When writing code blocks, avoid:

  1. Creating large code blocks. Break your code into smaller, more digestible pieces.
  2. Writing too much documentation in between lines. If necessary, break the code block up and add text to explain each code block instead.

For tutorials, the goal should be to write code blocks that can be directly copied and used by the reader.

Remember, code is used to elaborate or provide an example—make your point clearly first before using code to substantiate it!

Headings

Headings should be used to denote the start of each section. There are 4 levels of headings that correspond to different sizes (avoid using anything more than level 4 headings):

# Page Title

## Main Topic(s) on page

### Sub Topics

#### Use only if more required

Heading levels should never be skipped. A level 2 heading should follow a level 1 heading, and a level 3 heading should follow a level 2 heading, etc.

Images

To use images, first add them to the ./public/assets folder.

Then reference them using absolute paths with standard Markdown image syntax:

![alt text for my image](/assets/image-name.png)

*Data shown*:

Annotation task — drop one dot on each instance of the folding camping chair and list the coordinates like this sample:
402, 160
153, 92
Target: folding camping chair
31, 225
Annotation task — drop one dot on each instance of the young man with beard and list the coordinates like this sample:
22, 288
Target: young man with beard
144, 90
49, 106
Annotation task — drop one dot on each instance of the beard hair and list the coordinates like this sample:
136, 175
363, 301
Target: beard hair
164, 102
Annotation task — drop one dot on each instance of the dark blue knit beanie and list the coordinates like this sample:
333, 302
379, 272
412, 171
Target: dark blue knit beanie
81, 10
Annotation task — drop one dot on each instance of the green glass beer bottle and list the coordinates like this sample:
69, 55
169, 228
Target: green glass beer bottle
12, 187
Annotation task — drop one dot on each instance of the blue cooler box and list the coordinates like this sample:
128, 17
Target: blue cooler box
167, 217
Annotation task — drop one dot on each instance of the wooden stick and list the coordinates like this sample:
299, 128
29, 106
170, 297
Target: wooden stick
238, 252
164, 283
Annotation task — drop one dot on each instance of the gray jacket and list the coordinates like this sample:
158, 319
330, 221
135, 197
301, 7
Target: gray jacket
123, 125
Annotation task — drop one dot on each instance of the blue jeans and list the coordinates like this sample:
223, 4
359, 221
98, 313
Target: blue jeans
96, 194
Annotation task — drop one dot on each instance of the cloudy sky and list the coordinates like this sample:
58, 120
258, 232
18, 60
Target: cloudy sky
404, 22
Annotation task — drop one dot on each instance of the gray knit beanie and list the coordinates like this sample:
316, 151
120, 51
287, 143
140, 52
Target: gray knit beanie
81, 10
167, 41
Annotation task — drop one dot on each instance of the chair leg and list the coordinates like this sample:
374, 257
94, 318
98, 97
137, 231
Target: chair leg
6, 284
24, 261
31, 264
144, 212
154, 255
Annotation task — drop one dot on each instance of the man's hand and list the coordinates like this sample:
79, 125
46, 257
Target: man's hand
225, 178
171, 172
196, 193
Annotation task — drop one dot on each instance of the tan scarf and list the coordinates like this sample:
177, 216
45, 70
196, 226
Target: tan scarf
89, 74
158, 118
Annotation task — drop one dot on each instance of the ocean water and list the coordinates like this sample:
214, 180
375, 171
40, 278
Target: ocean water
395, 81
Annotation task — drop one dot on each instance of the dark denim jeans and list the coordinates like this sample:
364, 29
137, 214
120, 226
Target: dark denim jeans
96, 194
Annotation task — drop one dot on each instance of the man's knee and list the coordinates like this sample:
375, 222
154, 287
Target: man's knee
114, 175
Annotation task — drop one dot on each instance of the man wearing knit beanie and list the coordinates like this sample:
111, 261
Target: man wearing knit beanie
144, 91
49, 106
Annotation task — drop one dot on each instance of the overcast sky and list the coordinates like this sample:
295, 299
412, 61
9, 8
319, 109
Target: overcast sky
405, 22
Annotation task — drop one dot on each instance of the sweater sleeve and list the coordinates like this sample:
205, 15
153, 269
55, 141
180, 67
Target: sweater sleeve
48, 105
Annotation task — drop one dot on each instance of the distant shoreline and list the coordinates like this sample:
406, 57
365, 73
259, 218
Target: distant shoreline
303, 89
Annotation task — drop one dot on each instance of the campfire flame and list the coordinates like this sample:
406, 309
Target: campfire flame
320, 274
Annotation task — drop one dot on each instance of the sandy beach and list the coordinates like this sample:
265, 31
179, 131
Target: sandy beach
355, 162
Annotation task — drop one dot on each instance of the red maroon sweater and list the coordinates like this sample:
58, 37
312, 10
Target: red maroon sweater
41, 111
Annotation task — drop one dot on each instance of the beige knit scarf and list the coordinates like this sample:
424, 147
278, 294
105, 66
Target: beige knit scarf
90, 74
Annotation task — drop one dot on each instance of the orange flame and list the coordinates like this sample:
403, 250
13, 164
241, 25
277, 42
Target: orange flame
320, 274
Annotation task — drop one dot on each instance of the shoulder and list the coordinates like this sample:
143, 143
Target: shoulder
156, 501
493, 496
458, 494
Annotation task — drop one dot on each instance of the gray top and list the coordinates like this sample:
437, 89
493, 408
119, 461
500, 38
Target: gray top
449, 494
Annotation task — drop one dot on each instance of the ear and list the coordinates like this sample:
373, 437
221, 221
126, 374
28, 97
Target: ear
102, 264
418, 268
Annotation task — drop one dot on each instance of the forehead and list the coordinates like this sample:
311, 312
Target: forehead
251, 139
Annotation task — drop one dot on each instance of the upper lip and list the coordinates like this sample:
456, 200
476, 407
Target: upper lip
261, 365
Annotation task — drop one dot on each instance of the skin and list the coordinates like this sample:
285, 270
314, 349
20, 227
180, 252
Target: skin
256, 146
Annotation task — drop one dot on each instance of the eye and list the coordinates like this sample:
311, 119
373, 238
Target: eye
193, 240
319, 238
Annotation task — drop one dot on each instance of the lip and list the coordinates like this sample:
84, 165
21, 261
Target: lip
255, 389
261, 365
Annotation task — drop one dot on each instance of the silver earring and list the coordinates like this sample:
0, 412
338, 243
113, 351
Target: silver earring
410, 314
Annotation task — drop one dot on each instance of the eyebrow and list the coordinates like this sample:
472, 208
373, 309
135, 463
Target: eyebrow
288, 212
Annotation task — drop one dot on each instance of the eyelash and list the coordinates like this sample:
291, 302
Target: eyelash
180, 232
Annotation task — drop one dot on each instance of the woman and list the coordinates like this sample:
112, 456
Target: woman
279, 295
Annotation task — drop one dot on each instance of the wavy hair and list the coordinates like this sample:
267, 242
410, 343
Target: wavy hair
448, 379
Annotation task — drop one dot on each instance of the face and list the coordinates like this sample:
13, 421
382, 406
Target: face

*Set problem 1*: Copy the passage of the writing guide from "When writing code" up to and including "code block instead.".
*Set problem 2*: Does each statement below agree with the writing guide? Answer yes or no for each, quoting the words of the guide that decide it. (a) The guide describes four levels of headings. (b) A level 3 heading may come directly after a level 1 heading. (c) Images are to be referenced with relative paths.

*Correct answer 1*:
When writing code blocks, avoid:

  1. Creating large code blocks. Break your code into smaller, more digestible pieces.
  2. Writing too much documentation in between lines. If necessary, break the code block up and add text to explain each code block instead.

*Correct answer 2*:
(a) Yes: "There are 4 levels of headings that correspond to different sizes"
(b) No: "Heading levels should never be skipped."
(c) No: "Then reference them using absolute paths with standard Markdown image syntax"